** Opening MATERIAL TO PROCESS block **
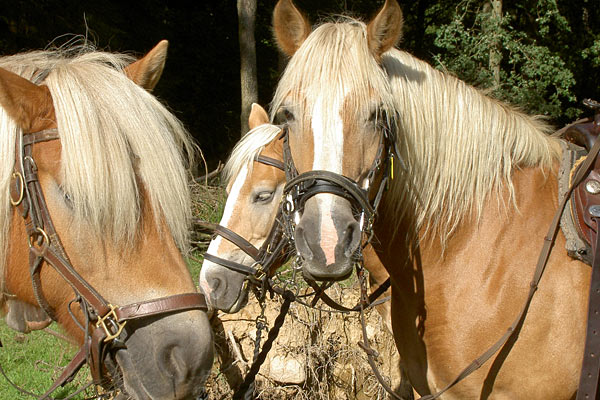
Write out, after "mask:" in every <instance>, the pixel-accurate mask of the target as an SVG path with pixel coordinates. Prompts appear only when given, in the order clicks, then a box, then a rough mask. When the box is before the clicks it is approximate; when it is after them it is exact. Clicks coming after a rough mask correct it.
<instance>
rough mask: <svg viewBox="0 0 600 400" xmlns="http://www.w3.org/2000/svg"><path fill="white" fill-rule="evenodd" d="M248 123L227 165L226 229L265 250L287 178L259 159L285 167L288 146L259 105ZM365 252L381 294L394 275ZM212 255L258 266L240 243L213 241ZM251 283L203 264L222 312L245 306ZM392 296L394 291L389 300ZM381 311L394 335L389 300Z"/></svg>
mask: <svg viewBox="0 0 600 400" xmlns="http://www.w3.org/2000/svg"><path fill="white" fill-rule="evenodd" d="M248 122H249V126H250V128H251V129H250V131H249V132H248V133H247V134H246V135H245V136H244V138H243V139H242V140H241V141H240V142H239V143H238V144H237V145H236V146H235V147H234V149H233V151H232V153H231V156H230V157H229V160H228V161H227V163H226V164H225V169H224V177H225V180H226V181H227V182H228V183H227V192H228V197H227V202H226V204H225V210H226V211H225V212H224V215H223V218H222V219H221V222H220V225H221V226H224V227H226V228H228V229H230V230H232V231H233V232H235V233H237V234H238V235H240V236H242V237H243V238H248V239H247V240H248V241H249V242H250V243H252V244H253V245H254V246H255V247H260V246H261V245H262V244H263V243H264V241H265V240H266V239H267V237H268V235H269V232H270V230H271V229H272V225H273V223H274V221H275V218H276V215H277V210H278V208H279V205H280V204H279V202H280V200H281V192H282V190H283V185H284V184H285V174H284V173H283V171H282V170H281V169H280V168H277V167H275V166H273V165H269V164H264V163H261V162H258V161H256V158H257V156H258V155H259V154H260V155H262V156H266V157H270V158H271V159H273V160H276V161H279V162H281V163H283V142H282V140H281V139H279V138H278V137H279V136H280V134H281V129H280V127H278V126H275V125H271V124H269V117H268V115H267V112H266V111H265V110H264V109H263V108H262V107H261V106H259V105H258V104H253V105H252V110H251V111H250V117H249V121H248ZM238 179H239V181H238ZM364 252H365V255H364V257H365V266H366V268H367V269H368V270H369V278H370V280H371V288H372V289H373V290H376V289H377V288H378V287H379V285H381V284H382V283H383V282H385V280H386V279H387V278H388V274H387V271H386V270H385V268H384V267H383V265H382V264H381V262H380V261H379V259H378V258H377V255H376V254H375V252H374V251H373V249H372V247H371V246H370V245H369V246H367V248H366V249H365V251H364ZM207 253H208V254H212V255H214V256H217V257H219V258H222V259H225V260H230V261H234V262H237V263H240V264H245V265H251V264H252V263H253V262H254V260H252V259H251V257H250V256H249V255H248V254H246V253H244V252H243V251H242V250H241V249H240V248H239V247H238V246H237V245H236V244H235V243H232V242H230V241H227V240H223V238H222V237H221V236H217V238H215V239H213V240H212V241H211V243H210V245H209V248H208V251H207ZM245 279H246V275H244V274H242V273H240V272H236V271H234V270H232V269H229V268H227V267H226V266H223V265H219V264H217V263H215V262H213V261H209V260H204V263H203V264H202V270H201V272H200V286H201V287H202V290H203V292H204V293H205V294H206V295H207V296H208V300H209V303H210V305H211V306H212V307H214V308H216V309H219V310H222V311H225V312H230V313H233V312H237V311H239V309H240V308H241V307H243V305H244V304H245V302H246V300H247V296H248V294H247V290H245V289H247V287H244V284H243V283H244V280H245ZM389 295H390V291H389V289H388V290H387V291H386V292H385V294H384V295H383V296H389ZM376 307H377V309H378V310H379V313H380V314H381V316H382V317H383V320H384V322H385V324H386V326H387V327H388V329H389V331H390V332H391V329H392V328H391V319H390V315H389V314H390V312H389V308H390V307H389V302H385V303H382V304H379V305H377V306H376Z"/></svg>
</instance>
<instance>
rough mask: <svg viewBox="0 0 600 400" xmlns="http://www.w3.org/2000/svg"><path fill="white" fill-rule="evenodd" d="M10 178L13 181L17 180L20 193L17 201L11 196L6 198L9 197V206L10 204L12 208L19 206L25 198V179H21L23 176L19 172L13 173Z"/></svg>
mask: <svg viewBox="0 0 600 400" xmlns="http://www.w3.org/2000/svg"><path fill="white" fill-rule="evenodd" d="M12 177H13V178H14V179H17V178H18V180H19V187H20V189H21V193H20V194H19V198H18V199H17V200H13V198H12V196H10V195H9V196H8V197H10V204H12V206H13V207H16V206H18V205H19V204H21V202H22V201H23V197H25V179H23V175H21V173H20V172H13V175H12Z"/></svg>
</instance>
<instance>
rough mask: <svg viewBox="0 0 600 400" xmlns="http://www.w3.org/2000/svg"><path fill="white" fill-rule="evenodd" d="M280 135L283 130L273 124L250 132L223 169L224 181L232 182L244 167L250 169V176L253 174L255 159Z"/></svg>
mask: <svg viewBox="0 0 600 400" xmlns="http://www.w3.org/2000/svg"><path fill="white" fill-rule="evenodd" d="M280 133H281V128H280V127H279V126H276V125H271V124H263V125H259V126H257V127H256V128H254V129H251V130H250V131H248V132H247V133H246V134H245V135H244V137H242V139H241V140H240V141H239V142H238V143H237V144H236V145H235V147H234V148H233V150H232V151H231V155H230V156H229V158H228V159H227V162H226V163H225V167H224V168H223V181H224V182H229V181H231V180H232V179H233V178H235V177H236V176H237V175H238V174H239V172H240V170H241V169H242V168H243V167H247V168H248V171H249V174H248V176H249V175H250V172H252V165H253V164H254V158H255V157H256V156H257V155H259V154H260V153H261V152H262V151H263V149H264V148H265V146H266V145H268V144H269V143H271V142H272V141H273V140H275V138H276V137H277V136H278V135H279V134H280Z"/></svg>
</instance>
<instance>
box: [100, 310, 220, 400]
mask: <svg viewBox="0 0 600 400" xmlns="http://www.w3.org/2000/svg"><path fill="white" fill-rule="evenodd" d="M198 320H201V322H200V323H198ZM130 322H133V321H130ZM128 325H129V323H128ZM131 325H134V324H133V323H132V324H131ZM128 327H129V326H128ZM128 327H126V329H127V328H128ZM131 328H132V333H131V334H130V335H129V336H128V338H127V340H126V341H125V346H126V348H125V349H120V350H118V351H117V352H116V354H115V360H116V363H117V366H114V367H113V368H110V369H112V370H120V372H121V373H122V377H123V380H122V382H115V386H117V388H120V389H121V390H122V392H123V394H126V395H128V396H129V397H124V398H131V399H136V400H146V399H148V400H149V399H173V400H184V399H186V400H187V399H196V398H197V397H198V396H200V395H201V394H202V393H203V391H204V388H203V387H204V382H205V381H206V378H207V376H208V374H209V372H210V368H211V366H212V361H213V348H212V344H211V339H212V336H211V335H212V334H211V331H210V325H209V323H208V319H206V316H205V315H202V314H200V312H199V311H188V312H185V313H179V314H174V315H169V316H167V317H163V318H160V319H156V320H152V319H149V320H148V321H143V322H141V323H139V324H137V325H134V326H132V327H131Z"/></svg>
** Closing MATERIAL TO PROCESS block **
**TASK DETAILS:** Give the records again exactly, minus the pictures.

**EXPECTED OUTPUT:**
Write out, after "mask:" in every <instance>, the pixel-accurate mask of the target as an SVG path with pixel coordinates. Prompts appear only when given, in the order clicks, then a box, then a rough mask. When the box is before the clicks it is approximate; when it is after them it is exact. Clicks coming after a rough mask correct it.
<instance>
rough mask: <svg viewBox="0 0 600 400" xmlns="http://www.w3.org/2000/svg"><path fill="white" fill-rule="evenodd" d="M248 123L227 165L226 229L265 250L287 178L259 159L285 167L288 146L259 105ZM365 252L381 294L394 275ZM212 255L258 266L240 243L213 241ZM251 283L203 264L222 312L245 306ZM392 296L394 291L389 300ZM381 311L394 335L389 300Z"/></svg>
mask: <svg viewBox="0 0 600 400" xmlns="http://www.w3.org/2000/svg"><path fill="white" fill-rule="evenodd" d="M248 122H249V126H250V128H251V129H250V131H249V132H248V133H247V134H246V135H245V136H244V138H243V139H242V140H241V141H240V142H239V143H238V144H237V145H236V146H235V147H234V149H233V151H232V153H231V156H230V157H229V160H228V161H227V163H226V164H225V169H224V177H225V180H226V181H227V182H228V183H227V192H228V197H227V202H226V204H225V210H226V211H225V212H224V215H223V218H222V219H221V222H220V225H221V226H224V227H226V228H228V229H230V230H232V231H233V232H235V233H237V234H238V235H240V236H242V237H243V238H248V239H247V240H248V241H249V242H250V243H252V244H253V245H254V246H255V247H260V246H261V245H262V244H263V243H264V241H265V240H266V239H267V237H268V235H269V232H270V230H271V229H272V225H273V223H274V221H275V218H276V215H277V210H278V208H279V205H280V204H279V202H280V200H281V192H282V190H283V185H284V184H285V174H284V173H283V171H282V170H281V169H280V168H277V167H275V166H273V165H269V164H264V163H261V162H258V161H256V158H257V156H258V155H259V154H260V155H262V156H266V157H270V158H271V159H273V160H276V161H279V162H281V163H283V142H282V140H281V139H279V138H278V137H279V136H280V134H281V129H280V127H278V126H275V125H271V124H269V117H268V115H267V112H266V111H265V110H264V109H263V108H262V107H261V106H259V105H258V104H253V105H252V110H251V111H250V117H249V121H248ZM238 179H239V181H238ZM364 252H365V255H364V257H365V266H366V268H367V269H368V270H369V278H370V280H371V288H372V289H373V290H376V289H377V288H378V287H379V285H381V284H382V283H383V282H385V280H386V279H387V278H388V274H387V271H386V270H385V268H384V267H383V265H382V264H381V262H380V261H379V259H378V258H377V255H376V254H375V252H374V251H373V249H372V247H371V246H370V245H369V246H367V248H366V249H365V251H364ZM207 253H208V254H212V255H214V256H217V257H219V258H222V259H225V260H230V261H234V262H237V263H240V264H245V265H251V264H252V263H253V262H254V260H252V259H251V257H250V256H249V255H248V254H246V253H244V252H243V251H242V250H241V249H240V248H239V247H238V246H237V245H236V244H235V243H232V242H230V241H227V240H223V238H222V237H221V236H217V238H215V239H213V240H212V241H211V243H210V245H209V248H208V251H207ZM245 279H246V275H244V274H242V273H240V272H236V271H234V270H232V269H229V268H227V267H226V266H223V265H219V264H217V263H215V262H213V261H209V260H204V263H203V264H202V270H201V272H200V286H201V287H202V290H203V292H204V293H205V294H206V295H207V296H208V300H209V303H210V305H211V306H212V307H214V308H216V309H219V310H222V311H225V312H230V313H233V312H237V311H239V309H240V308H241V307H243V305H244V304H245V302H246V300H247V296H248V294H247V290H245V289H247V287H244V284H243V283H244V280H245ZM389 295H390V291H389V289H388V290H387V291H386V292H385V294H384V295H383V296H389ZM376 307H377V309H378V310H379V313H380V314H381V316H382V317H383V320H384V322H385V324H386V326H387V327H388V329H389V331H390V332H391V329H392V328H391V319H390V315H389V314H390V312H389V308H390V307H389V302H385V303H382V304H379V305H377V306H376Z"/></svg>
</instance>
<instance>
rough mask: <svg viewBox="0 0 600 400" xmlns="http://www.w3.org/2000/svg"><path fill="white" fill-rule="evenodd" d="M10 178L13 181L17 180L20 193L17 201L11 196L6 198L9 197V206L10 204L12 208L19 206L25 198V179H21L23 176L19 172L13 173Z"/></svg>
mask: <svg viewBox="0 0 600 400" xmlns="http://www.w3.org/2000/svg"><path fill="white" fill-rule="evenodd" d="M12 177H13V178H14V179H17V178H18V180H19V187H20V189H21V193H20V194H19V198H18V199H17V200H13V198H12V196H10V195H9V196H8V197H10V204H12V206H13V207H16V206H18V205H19V204H21V202H22V201H23V197H25V179H23V175H21V173H20V172H13V175H12Z"/></svg>
</instance>
<instance>
rough mask: <svg viewBox="0 0 600 400" xmlns="http://www.w3.org/2000/svg"><path fill="white" fill-rule="evenodd" d="M280 135L283 130L273 124L250 132L223 169L224 181L232 182L244 167L250 169V176L253 174L255 159Z"/></svg>
mask: <svg viewBox="0 0 600 400" xmlns="http://www.w3.org/2000/svg"><path fill="white" fill-rule="evenodd" d="M280 133H281V128H280V127H279V126H276V125H271V124H263V125H259V126H257V127H256V128H254V129H251V130H250V131H248V132H247V133H246V134H245V135H244V137H242V139H241V140H240V141H239V142H238V143H237V144H236V145H235V147H234V148H233V150H232V151H231V155H230V156H229V158H228V159H227V162H226V163H225V167H224V168H223V181H224V182H229V181H231V180H232V179H233V178H235V177H236V176H237V175H238V174H239V172H240V170H241V169H242V168H243V167H247V168H248V171H249V174H248V176H249V175H250V172H252V165H253V164H254V158H255V157H256V156H257V155H259V154H260V153H261V152H262V151H263V149H264V148H265V146H266V145H268V144H269V143H271V142H272V141H273V140H275V138H276V137H277V136H278V135H279V134H280Z"/></svg>
</instance>
<instance>
box: [100, 310, 220, 400]
mask: <svg viewBox="0 0 600 400" xmlns="http://www.w3.org/2000/svg"><path fill="white" fill-rule="evenodd" d="M198 320H201V322H200V323H198ZM130 322H133V321H130ZM128 325H129V323H128ZM131 325H134V324H133V323H132V324H131ZM128 327H129V326H128ZM128 327H126V329H127V328H128ZM131 328H132V333H131V334H130V335H129V336H128V338H127V340H126V341H125V346H126V348H125V349H120V350H118V351H117V352H116V354H115V360H116V363H117V366H114V367H113V368H110V369H112V370H120V372H121V373H122V377H123V380H122V382H115V386H117V388H120V389H121V390H122V392H123V394H126V395H128V396H129V397H124V398H131V399H136V400H146V399H148V400H149V399H173V400H184V399H186V400H187V399H196V398H197V397H198V396H200V395H201V394H202V393H203V391H204V388H203V387H204V382H205V381H206V378H207V376H208V374H209V372H210V368H211V366H212V361H213V348H212V344H211V339H212V336H211V335H212V334H211V331H210V325H209V323H208V319H206V316H205V315H202V314H200V312H199V311H188V312H185V313H179V314H174V315H169V316H167V317H163V318H160V319H156V320H152V319H149V320H148V321H143V322H141V323H139V324H137V325H134V326H132V327H131Z"/></svg>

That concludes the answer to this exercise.